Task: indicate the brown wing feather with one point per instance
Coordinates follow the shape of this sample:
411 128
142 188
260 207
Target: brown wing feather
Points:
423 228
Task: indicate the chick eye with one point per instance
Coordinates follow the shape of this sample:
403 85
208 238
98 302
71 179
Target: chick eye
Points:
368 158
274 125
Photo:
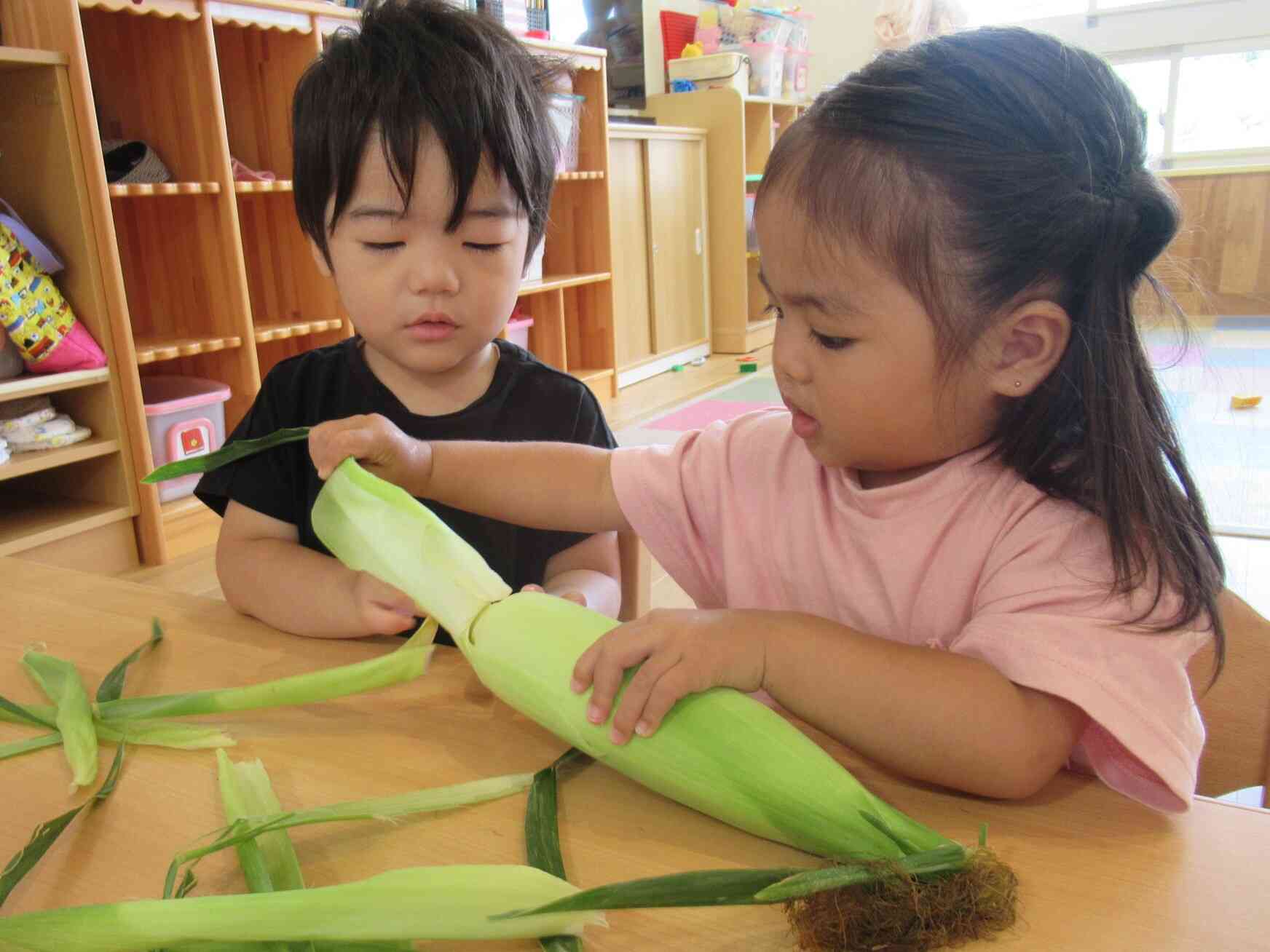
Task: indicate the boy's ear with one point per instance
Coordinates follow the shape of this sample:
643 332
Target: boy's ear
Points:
--------
▶ **Exercise task**: Give the entries again word for word, but skip the pictures.

▶ **Task solution**:
Task: indicate the brown wing feather with one point per instance
Coordinates follow the shape of this sample:
411 128
142 188
260 207
Target: brown wing feather
Points:
423 228
Task: indicate the chick eye with one point per instance
Coordinates follow the shape of this sample:
403 85
208 238
98 302
71 179
Target: chick eye
Points:
368 158
274 125
Photo:
Task: indicate the boy's ear with one point per instance
Coordinates follow the shape of this sample:
643 332
Target: boy's ear
Points:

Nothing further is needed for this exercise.